WHAT IS REQUIRED – Please rewrite the listing below, swapping every "with a comma between" for "separated by a comma" and leaving all else as it is.
——
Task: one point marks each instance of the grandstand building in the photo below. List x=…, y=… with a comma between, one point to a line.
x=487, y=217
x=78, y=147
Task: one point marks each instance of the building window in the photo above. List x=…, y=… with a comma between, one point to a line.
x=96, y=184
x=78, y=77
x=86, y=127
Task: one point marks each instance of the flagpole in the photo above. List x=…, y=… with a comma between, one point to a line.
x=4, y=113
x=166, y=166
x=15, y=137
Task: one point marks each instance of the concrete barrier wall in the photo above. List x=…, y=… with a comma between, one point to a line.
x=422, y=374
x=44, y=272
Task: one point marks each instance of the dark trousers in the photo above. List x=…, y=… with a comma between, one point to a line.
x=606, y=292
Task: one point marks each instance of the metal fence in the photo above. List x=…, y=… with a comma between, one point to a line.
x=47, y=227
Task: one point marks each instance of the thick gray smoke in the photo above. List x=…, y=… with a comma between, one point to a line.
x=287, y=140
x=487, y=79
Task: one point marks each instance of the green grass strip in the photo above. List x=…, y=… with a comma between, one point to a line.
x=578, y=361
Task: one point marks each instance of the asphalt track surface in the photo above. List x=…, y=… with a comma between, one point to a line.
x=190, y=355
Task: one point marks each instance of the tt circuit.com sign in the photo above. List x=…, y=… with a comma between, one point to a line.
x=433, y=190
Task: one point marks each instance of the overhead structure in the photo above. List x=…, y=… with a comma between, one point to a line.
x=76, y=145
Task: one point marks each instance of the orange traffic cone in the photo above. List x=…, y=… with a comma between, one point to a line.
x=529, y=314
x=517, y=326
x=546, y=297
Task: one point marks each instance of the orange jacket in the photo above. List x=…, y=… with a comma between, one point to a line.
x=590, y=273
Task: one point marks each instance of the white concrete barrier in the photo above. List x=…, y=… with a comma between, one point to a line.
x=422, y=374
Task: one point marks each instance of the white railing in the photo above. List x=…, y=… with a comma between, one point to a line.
——
SOLUTION TO THIS EXERCISE –
Task: one point marks each instance of the grandstand building in the photo below. List x=…, y=… separated by a comma, one point to a line.
x=487, y=217
x=78, y=147
Task: one point marks each instance of the building window in the photo above. List x=…, y=… separated by a comma, one point to a line.
x=96, y=184
x=78, y=77
x=86, y=127
Task: one point marks each instance of the flagpole in the photo above. List x=…, y=… separated by a comma, one point to a line.
x=4, y=113
x=166, y=166
x=15, y=137
Task: one point marks each instance of the concrete barrier wall in the photo above. List x=…, y=… separated by a comma, one point to a line.
x=422, y=374
x=44, y=272
Task: one point marks each instance of the dark trousers in the photo above. List x=…, y=… separated by a comma, one point to a line.
x=606, y=292
Task: one point marks each instance of the metal fence in the photo above. List x=…, y=… separated by a comma, one point to a line.
x=47, y=227
Task: one point marks each instance of the thick gray smoke in the photo above. List x=…, y=… separated by a comma, one point to a line.
x=287, y=140
x=487, y=79
Task: one point marks each instance of the green grass strip in the photo above. List x=…, y=… separated by a comma, one point to a line.
x=578, y=361
Task: one point marks each instance of the asphalt track surface in the photo above. List x=…, y=… separated by a comma, one point to a line.
x=190, y=355
Task: one point marks each instance of the tt circuit.com sign in the photo above. List x=…, y=… separated by a comma, one point to a line.
x=433, y=190
Task: one point marks each instance of the overhead structure in the photo above. List x=…, y=… separated by a comma, one point to a line.
x=76, y=145
Task: one point marks each instance of the orange traffic cone in the photo above. List x=…, y=… separated by a comma, one point to a line.
x=529, y=314
x=517, y=326
x=546, y=297
Task: one point marks each instance of the orange jacket in the photo above. List x=…, y=… separated by a comma, one point to a line.
x=590, y=273
Task: one point marks each instance of the white concrete barrier in the photo above. List x=…, y=… separated by a comma, one point to a line.
x=422, y=374
Task: one point marks each instance of the white railing in the photo above. List x=…, y=… separated by a comma, one point to a line.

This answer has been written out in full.